Short problem 1: Could you give the guilty-plea passage again, starting at "We think that" and ending at "U.S. 52 (1985)", with "federal" renamed to "national"?

Document passage:

We think that the same standard must be applied to determining whether a guilty plea is voluntarily made. For, as we have said, a plea of guilty is more than an admission of conduct; it is a conviction. Ignorance, incomprehension, coercion, terror, inducements, subtle or blatant threats might be a perfect cover-up of unconstitutionality. The question of an effective waiver of a federal constitutional right in a proceeding is of course governed by federal standards. Douglas v. Alabama, 380 U.S. 415, 422.”

Hill v. Lockhart, 474 U.S. 52 (1985)
“We hold, therefore, that the two-part Strickland v. Washington test applies to challenges to guilty pleas based on ineffective assistance of counsel. In the context of guilty pleas, the first half of the Strickland v. Washington test is nothing more than a restatement of the standard of attorney competence already set forth in Tollett v. Henderson, supra, and McMann v. Richardson, supra. The second, or ‘prejudice,’ requirement, on the other hand, focuses on whether counsel’s constitutionally ineffective performance affected the outcome of the plea process. In other words, in order to satisfy the ‘prejudice’ requirement, the defendant must show that there is a reasonable probability that, but for counsel’s errors, he would not have pleaded guilty and would have insisted on going to trial.”

Short problem 2: Can you lay out the entries as a Markdown table with the columns Number and Entry line, starting at the line that contains "target: arched entryway" and ending at the line that contains "141], [326, 160]]"? Number each row, give one line per row, and leave out blank lines.

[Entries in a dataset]
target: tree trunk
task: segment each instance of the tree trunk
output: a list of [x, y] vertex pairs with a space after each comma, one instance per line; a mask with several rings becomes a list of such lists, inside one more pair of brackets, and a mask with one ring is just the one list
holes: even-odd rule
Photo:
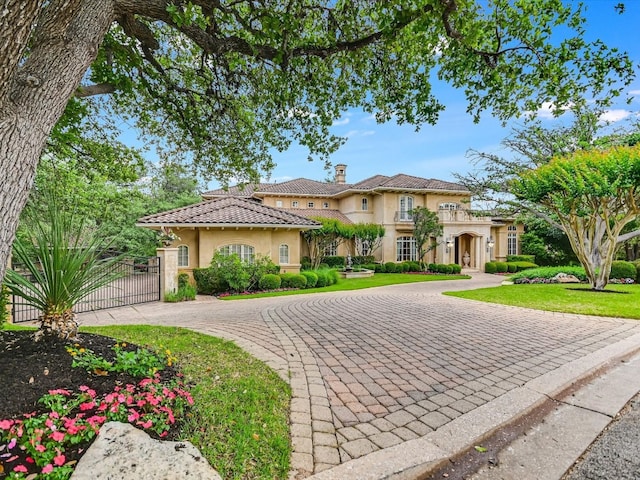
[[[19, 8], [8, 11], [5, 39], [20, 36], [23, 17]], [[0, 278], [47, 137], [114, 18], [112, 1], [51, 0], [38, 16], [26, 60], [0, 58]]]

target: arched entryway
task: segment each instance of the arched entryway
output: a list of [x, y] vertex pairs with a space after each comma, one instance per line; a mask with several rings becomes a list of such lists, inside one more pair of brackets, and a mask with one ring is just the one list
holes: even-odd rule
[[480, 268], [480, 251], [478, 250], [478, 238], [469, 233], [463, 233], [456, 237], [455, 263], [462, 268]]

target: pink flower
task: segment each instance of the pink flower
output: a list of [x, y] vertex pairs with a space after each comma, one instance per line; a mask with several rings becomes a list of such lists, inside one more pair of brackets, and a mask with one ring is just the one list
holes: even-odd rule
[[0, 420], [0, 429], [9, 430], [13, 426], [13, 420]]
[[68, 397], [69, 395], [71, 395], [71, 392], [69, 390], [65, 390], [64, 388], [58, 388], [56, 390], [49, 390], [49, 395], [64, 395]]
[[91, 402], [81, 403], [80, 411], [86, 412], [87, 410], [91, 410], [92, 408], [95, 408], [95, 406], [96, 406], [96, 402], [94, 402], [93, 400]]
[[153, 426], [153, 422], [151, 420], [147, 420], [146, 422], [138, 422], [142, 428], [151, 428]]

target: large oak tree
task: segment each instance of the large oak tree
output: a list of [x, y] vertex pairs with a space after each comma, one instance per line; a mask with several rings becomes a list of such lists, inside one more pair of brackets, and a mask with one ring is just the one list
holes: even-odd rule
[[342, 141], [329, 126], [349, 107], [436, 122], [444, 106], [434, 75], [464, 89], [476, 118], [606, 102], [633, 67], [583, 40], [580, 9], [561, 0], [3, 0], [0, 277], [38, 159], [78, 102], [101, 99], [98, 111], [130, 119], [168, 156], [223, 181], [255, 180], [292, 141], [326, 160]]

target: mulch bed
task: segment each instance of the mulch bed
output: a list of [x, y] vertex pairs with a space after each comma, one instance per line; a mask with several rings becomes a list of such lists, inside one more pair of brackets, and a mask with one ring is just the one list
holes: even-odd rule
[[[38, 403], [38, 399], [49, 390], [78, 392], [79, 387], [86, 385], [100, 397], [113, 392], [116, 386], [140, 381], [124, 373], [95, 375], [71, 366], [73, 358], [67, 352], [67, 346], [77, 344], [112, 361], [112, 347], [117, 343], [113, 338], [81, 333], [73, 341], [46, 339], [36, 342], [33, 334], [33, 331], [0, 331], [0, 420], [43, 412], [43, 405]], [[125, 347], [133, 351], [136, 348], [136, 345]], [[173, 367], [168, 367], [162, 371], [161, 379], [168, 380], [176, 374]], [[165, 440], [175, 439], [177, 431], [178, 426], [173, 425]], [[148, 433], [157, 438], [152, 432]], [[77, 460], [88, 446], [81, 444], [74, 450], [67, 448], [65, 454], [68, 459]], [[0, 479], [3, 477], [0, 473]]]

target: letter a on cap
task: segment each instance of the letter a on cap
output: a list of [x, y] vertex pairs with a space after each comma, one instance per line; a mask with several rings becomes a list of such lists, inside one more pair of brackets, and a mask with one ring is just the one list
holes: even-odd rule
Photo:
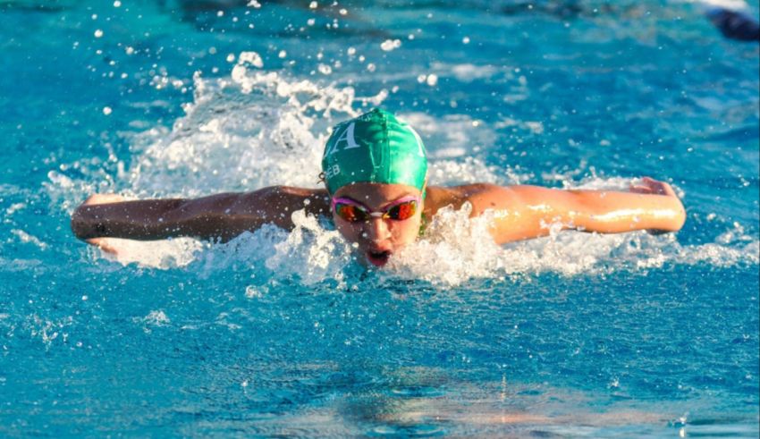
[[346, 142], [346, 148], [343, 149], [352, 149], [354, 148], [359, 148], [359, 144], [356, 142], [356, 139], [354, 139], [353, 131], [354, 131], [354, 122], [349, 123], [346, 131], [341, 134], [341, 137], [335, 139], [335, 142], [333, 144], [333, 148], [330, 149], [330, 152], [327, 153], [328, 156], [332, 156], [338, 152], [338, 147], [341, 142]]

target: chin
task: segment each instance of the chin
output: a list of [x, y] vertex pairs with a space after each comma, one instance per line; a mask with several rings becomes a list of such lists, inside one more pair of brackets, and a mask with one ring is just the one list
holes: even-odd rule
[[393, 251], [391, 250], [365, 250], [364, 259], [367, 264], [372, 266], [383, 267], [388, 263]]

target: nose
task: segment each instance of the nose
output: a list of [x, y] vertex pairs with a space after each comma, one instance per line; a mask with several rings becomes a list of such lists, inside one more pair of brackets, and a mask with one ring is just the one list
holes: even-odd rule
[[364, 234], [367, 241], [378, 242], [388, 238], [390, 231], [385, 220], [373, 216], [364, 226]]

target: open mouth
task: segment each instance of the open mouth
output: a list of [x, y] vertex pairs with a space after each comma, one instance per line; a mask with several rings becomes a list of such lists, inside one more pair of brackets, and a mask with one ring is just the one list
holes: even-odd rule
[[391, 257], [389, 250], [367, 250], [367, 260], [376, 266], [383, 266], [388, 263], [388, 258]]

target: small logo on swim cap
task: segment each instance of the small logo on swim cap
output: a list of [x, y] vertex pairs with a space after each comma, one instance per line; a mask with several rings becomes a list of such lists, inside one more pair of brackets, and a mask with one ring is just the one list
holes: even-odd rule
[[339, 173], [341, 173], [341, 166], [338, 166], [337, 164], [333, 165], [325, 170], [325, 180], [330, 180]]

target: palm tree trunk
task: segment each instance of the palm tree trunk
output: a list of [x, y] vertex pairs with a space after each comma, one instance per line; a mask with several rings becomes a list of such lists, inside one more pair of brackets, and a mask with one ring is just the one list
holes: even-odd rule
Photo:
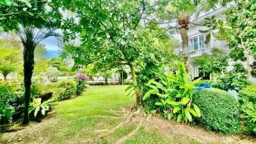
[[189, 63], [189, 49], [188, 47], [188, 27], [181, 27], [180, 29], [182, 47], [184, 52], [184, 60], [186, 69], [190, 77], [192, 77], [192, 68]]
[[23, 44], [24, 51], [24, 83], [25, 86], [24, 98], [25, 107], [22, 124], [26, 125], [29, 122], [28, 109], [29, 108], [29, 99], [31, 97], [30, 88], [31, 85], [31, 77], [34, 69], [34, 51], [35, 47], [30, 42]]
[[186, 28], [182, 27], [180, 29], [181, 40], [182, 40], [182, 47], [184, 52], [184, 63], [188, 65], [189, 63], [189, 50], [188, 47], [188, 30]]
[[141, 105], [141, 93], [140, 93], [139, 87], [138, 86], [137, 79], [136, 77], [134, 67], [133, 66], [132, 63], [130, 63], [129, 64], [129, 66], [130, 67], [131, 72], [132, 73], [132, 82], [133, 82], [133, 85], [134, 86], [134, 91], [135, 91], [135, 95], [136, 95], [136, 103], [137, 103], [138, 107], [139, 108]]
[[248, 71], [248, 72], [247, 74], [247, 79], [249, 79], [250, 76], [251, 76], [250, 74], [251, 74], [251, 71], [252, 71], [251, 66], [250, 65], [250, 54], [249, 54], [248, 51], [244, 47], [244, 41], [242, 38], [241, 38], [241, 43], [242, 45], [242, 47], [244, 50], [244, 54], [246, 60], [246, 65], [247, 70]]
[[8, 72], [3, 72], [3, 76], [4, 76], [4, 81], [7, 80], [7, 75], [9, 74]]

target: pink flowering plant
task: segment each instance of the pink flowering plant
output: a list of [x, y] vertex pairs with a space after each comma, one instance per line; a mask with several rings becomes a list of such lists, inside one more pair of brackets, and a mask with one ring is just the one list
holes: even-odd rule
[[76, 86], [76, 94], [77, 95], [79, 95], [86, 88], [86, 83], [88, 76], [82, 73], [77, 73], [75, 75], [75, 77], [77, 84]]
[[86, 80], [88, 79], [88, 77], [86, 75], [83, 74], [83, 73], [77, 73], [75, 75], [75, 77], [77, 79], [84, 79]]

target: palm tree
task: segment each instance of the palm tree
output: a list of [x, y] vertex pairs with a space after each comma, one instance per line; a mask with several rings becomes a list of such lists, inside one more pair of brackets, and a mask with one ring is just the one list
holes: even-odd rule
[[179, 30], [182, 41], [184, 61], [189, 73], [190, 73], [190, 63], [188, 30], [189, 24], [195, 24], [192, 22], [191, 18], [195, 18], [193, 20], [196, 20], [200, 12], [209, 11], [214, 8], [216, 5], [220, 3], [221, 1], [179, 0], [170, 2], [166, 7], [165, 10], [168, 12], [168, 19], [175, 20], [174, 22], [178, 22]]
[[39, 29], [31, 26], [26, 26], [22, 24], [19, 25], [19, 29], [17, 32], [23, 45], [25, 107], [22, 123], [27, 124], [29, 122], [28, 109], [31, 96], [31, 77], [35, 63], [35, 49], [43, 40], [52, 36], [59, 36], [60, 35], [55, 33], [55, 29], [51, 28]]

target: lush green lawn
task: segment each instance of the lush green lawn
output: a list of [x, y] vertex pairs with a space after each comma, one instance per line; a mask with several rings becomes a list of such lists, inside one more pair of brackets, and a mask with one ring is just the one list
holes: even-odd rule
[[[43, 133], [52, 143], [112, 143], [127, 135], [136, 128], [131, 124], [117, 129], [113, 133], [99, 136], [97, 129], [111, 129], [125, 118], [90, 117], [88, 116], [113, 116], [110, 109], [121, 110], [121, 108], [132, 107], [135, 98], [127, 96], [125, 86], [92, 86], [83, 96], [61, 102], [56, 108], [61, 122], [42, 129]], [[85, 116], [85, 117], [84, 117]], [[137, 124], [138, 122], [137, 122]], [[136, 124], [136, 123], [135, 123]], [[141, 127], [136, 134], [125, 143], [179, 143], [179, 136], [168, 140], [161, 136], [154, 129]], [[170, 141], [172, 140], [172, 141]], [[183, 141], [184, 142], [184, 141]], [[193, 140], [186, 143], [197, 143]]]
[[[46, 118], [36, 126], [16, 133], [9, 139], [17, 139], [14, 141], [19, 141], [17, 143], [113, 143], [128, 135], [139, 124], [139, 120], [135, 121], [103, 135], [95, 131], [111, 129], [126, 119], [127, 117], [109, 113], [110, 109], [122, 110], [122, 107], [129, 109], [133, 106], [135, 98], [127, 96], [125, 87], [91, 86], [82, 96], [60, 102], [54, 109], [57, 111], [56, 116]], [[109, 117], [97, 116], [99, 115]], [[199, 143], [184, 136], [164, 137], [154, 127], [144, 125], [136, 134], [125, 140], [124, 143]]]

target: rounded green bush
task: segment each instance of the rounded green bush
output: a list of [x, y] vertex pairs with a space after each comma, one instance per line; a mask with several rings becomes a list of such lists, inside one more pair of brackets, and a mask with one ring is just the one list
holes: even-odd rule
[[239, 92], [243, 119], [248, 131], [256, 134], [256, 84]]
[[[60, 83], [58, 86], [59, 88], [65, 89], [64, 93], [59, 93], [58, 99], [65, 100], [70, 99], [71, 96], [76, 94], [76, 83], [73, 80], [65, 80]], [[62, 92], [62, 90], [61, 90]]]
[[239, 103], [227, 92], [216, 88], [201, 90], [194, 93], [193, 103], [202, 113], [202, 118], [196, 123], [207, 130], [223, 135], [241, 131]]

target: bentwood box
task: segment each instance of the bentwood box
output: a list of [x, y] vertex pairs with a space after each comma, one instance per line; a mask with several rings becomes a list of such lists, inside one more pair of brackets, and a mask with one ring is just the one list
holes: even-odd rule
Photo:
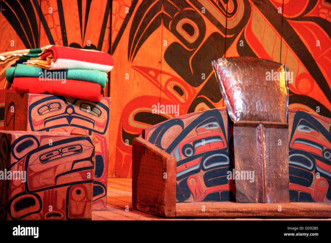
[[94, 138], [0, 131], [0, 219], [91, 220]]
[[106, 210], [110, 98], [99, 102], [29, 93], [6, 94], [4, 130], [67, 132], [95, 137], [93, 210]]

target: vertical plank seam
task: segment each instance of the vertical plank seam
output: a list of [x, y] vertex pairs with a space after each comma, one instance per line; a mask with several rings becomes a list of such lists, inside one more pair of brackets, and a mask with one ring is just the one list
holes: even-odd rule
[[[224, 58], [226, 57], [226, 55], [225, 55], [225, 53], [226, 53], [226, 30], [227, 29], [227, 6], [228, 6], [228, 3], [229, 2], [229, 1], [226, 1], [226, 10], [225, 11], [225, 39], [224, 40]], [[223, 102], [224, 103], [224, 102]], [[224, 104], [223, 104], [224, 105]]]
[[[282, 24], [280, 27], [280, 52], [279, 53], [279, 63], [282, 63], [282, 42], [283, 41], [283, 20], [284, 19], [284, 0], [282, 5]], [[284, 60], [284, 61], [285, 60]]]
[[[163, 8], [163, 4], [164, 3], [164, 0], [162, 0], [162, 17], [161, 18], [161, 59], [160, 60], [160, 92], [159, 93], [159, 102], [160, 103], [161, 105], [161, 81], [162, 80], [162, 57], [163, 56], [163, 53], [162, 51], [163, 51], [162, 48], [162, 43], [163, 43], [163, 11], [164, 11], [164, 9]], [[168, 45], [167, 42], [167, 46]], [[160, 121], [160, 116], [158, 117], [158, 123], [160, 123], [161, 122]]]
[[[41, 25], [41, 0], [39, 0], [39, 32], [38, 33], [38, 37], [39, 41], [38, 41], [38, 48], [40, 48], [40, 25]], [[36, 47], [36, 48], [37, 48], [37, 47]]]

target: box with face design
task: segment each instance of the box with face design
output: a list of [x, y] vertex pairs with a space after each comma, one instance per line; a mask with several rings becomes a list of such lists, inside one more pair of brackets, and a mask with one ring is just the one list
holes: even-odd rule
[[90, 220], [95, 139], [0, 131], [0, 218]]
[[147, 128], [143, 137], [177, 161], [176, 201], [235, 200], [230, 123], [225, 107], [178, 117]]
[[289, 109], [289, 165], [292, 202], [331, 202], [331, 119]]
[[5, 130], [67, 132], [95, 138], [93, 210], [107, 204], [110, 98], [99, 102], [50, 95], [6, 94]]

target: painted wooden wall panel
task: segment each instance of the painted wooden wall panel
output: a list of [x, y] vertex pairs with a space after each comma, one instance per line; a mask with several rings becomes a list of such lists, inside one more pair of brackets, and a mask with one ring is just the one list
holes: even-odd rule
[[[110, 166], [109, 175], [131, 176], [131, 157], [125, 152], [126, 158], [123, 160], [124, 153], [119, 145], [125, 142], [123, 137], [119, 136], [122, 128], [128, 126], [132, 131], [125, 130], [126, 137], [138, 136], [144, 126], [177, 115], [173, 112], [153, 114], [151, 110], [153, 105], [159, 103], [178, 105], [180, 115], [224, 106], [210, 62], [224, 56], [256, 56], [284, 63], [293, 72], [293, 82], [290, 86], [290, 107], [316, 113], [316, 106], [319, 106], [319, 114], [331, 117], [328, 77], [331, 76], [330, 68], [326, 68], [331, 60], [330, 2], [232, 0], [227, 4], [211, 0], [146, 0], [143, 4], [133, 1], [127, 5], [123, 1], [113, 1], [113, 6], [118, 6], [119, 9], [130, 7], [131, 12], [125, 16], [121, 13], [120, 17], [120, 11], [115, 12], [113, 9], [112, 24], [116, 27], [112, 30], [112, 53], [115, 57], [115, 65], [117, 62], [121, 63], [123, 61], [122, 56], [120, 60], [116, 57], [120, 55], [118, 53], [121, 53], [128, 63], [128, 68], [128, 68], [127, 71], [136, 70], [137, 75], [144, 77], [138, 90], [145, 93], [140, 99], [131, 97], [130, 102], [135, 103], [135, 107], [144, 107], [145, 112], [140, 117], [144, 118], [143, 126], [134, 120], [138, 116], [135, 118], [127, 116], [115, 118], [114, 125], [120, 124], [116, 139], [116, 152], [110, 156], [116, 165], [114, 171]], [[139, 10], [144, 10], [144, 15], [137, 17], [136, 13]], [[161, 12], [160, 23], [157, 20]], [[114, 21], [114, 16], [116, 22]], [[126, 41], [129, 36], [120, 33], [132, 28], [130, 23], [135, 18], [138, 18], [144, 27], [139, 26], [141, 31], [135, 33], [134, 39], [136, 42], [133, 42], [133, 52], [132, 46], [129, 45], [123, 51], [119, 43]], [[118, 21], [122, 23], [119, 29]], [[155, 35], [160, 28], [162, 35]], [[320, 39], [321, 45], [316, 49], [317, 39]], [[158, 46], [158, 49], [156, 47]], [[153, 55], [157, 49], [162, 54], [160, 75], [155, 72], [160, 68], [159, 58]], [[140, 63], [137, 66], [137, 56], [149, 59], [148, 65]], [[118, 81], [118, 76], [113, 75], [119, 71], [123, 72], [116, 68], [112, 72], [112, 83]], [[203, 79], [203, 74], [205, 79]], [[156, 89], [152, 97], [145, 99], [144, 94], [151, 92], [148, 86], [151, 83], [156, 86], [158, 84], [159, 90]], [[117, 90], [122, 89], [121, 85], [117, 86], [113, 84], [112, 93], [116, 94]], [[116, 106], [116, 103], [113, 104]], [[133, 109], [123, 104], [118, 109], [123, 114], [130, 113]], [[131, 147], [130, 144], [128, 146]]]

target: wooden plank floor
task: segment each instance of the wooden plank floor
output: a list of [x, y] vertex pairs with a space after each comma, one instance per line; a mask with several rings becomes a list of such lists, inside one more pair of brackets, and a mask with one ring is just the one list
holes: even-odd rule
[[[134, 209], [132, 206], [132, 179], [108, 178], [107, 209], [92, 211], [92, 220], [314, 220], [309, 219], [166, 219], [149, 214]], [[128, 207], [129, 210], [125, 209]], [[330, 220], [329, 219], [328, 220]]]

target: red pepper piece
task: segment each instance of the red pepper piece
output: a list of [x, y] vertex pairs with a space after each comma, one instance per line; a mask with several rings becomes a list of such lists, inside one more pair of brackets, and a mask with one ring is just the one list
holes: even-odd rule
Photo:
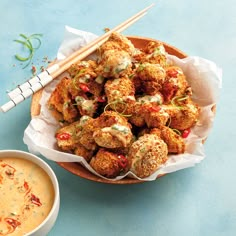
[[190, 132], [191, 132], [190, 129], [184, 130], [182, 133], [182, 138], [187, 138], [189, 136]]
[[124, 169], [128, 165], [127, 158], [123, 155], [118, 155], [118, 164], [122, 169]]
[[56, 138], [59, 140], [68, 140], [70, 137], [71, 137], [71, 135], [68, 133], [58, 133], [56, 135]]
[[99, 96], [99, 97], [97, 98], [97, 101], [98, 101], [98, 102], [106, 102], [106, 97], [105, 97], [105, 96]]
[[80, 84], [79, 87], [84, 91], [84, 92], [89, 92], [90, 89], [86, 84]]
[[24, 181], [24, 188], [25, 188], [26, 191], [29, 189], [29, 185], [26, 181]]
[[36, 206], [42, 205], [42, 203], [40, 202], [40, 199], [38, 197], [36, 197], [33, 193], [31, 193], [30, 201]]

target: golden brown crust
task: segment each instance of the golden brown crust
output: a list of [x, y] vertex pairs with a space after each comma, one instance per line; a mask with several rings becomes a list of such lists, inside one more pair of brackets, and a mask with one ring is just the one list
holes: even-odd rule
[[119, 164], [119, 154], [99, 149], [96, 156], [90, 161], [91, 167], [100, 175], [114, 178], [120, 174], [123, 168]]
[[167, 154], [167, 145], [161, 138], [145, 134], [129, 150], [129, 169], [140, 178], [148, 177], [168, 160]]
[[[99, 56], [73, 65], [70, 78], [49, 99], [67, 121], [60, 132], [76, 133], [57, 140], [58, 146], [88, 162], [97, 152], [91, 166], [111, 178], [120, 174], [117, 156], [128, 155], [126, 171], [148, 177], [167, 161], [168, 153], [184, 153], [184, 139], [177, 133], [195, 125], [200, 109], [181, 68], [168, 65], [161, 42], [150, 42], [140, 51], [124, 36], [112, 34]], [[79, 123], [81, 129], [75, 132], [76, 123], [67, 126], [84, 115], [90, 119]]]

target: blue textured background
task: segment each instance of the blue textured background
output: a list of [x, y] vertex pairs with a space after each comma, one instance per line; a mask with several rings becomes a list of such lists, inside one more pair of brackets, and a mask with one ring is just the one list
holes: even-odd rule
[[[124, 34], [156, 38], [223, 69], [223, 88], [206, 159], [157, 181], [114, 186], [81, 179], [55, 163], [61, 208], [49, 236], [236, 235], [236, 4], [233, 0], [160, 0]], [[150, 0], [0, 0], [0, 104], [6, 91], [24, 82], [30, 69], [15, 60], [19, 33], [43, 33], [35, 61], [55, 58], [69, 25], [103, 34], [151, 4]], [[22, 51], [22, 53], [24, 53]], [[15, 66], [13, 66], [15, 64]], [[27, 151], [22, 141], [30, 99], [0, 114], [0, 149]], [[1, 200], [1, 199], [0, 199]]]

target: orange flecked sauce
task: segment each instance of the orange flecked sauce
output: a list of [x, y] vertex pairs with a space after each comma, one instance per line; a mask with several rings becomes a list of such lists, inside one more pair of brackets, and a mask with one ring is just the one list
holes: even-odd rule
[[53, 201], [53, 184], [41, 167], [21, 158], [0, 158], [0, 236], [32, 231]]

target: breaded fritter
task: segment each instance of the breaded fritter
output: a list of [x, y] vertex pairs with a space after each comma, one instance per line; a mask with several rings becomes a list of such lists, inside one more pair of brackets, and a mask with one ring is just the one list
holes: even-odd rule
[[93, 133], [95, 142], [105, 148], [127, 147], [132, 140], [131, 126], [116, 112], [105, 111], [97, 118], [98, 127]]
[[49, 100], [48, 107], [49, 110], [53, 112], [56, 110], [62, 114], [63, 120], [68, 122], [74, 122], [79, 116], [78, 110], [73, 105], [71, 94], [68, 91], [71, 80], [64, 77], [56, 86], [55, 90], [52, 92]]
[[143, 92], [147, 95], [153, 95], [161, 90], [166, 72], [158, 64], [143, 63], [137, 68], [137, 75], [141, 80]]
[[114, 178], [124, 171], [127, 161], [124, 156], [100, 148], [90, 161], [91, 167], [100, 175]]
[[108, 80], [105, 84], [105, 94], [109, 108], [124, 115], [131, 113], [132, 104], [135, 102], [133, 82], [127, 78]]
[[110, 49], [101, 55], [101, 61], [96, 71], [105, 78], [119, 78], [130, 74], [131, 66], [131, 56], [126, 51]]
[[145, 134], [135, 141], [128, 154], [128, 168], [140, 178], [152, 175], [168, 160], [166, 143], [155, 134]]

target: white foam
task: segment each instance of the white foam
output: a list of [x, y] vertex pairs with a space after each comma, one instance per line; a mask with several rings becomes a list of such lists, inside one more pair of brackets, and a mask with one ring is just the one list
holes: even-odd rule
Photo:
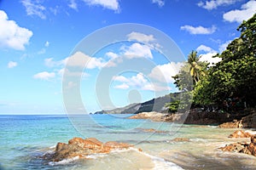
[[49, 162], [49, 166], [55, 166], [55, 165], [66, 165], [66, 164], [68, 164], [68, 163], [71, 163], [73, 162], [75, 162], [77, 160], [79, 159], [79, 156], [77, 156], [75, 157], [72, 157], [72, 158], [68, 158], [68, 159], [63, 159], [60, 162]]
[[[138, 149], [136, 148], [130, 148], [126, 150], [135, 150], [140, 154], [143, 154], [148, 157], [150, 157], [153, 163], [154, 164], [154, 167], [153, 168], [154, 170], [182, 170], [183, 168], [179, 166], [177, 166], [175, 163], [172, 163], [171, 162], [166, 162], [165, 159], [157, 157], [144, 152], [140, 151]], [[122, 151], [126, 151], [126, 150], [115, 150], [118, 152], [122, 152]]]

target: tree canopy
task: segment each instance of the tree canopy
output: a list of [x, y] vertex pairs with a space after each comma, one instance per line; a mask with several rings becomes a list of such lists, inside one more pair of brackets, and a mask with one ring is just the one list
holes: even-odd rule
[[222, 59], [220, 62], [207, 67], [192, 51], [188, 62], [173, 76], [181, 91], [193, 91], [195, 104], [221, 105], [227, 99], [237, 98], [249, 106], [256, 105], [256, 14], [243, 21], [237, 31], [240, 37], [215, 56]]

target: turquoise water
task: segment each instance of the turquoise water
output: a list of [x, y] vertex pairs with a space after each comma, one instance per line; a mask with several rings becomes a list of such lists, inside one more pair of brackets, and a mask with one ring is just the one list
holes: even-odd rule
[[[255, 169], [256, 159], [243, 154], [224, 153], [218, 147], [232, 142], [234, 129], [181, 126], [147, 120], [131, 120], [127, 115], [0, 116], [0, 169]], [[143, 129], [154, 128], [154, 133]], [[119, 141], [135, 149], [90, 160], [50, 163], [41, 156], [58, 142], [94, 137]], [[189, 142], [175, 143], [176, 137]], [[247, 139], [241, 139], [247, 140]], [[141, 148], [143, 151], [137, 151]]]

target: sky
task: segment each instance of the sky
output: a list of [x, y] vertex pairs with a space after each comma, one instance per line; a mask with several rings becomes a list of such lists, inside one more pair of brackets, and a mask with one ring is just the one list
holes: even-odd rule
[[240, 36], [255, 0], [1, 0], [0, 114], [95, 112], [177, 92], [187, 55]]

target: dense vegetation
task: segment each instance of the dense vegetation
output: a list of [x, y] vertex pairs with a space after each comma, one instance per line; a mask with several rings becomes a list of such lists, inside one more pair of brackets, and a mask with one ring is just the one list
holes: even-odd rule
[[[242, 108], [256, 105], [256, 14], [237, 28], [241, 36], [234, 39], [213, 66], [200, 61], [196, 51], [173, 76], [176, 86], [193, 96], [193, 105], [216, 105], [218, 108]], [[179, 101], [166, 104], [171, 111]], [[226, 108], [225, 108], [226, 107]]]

Task output 1:
We think that the same standard must be applied to determining whether a guilty plea is voluntarily made. For, as we have said, a plea of guilty is more than an admission of conduct; it is a conviction. Ignorance, incomprehension, coercion, terror, inducements, subtle or blatant threats might be a perfect cover-up of unconstitutionality. The question of an effective waiver of a national constitutional right in a proceeding is of course governed by national standards. Douglas v. Alabama, 380 U.S. 415, 422.”

Hill v. Lockhart, 474 U.S. 52 (1985)

Task output 2:
| Number | Entry line |
|---|---|
| 1 | target: arched entryway |
| 2 | task: segment each instance of the arched entryway |
| 3 | output: a list of [x, y] vertex pairs with a space after each comma, one instance per line; a mask with several rings becomes a list of such lists, inside one more pair of brackets, and a mask with one ring is just the one list |
| 4 | holes: even-odd rule |
| 5 | [[480, 268], [480, 251], [478, 250], [478, 238], [469, 233], [463, 233], [456, 237], [455, 263], [462, 268]] |
| 6 | target: pink flower |
| 7 | task: segment each instance of the pink flower |
| 8 | output: a list of [x, y] vertex pairs with a space after each comma, one instance per line; a mask with several rings becomes a list of such lists, inside one more pair of brackets, and a mask with one ring is just the one list |
| 9 | holes: even-odd rule |
| 10 | [[0, 420], [0, 429], [9, 430], [13, 426], [13, 420]] |
| 11 | [[68, 397], [69, 395], [71, 395], [71, 392], [69, 390], [65, 390], [64, 388], [58, 388], [56, 390], [49, 390], [49, 395], [64, 395]] |
| 12 | [[91, 402], [81, 403], [80, 411], [86, 412], [87, 410], [91, 410], [92, 408], [95, 408], [95, 406], [96, 406], [96, 402], [94, 402], [93, 400]] |
| 13 | [[153, 426], [153, 422], [151, 420], [147, 420], [146, 422], [138, 422], [142, 428], [151, 428]] |
| 14 | target: large oak tree |
| 15 | task: segment each instance of the large oak tree |
| 16 | output: a list of [x, y] vertex pairs with a space after each comma, one instance per line; a mask with several rings becomes a list of such lists, inside one more pair of brackets, and a mask with one ring is just the one list |
| 17 | holes: even-odd rule |
| 18 | [[342, 141], [329, 126], [349, 107], [436, 122], [444, 106], [434, 75], [464, 89], [476, 118], [606, 102], [633, 67], [583, 40], [580, 9], [561, 0], [3, 0], [0, 277], [38, 159], [78, 102], [101, 99], [98, 111], [130, 119], [168, 156], [223, 181], [255, 180], [292, 141], [326, 160]] |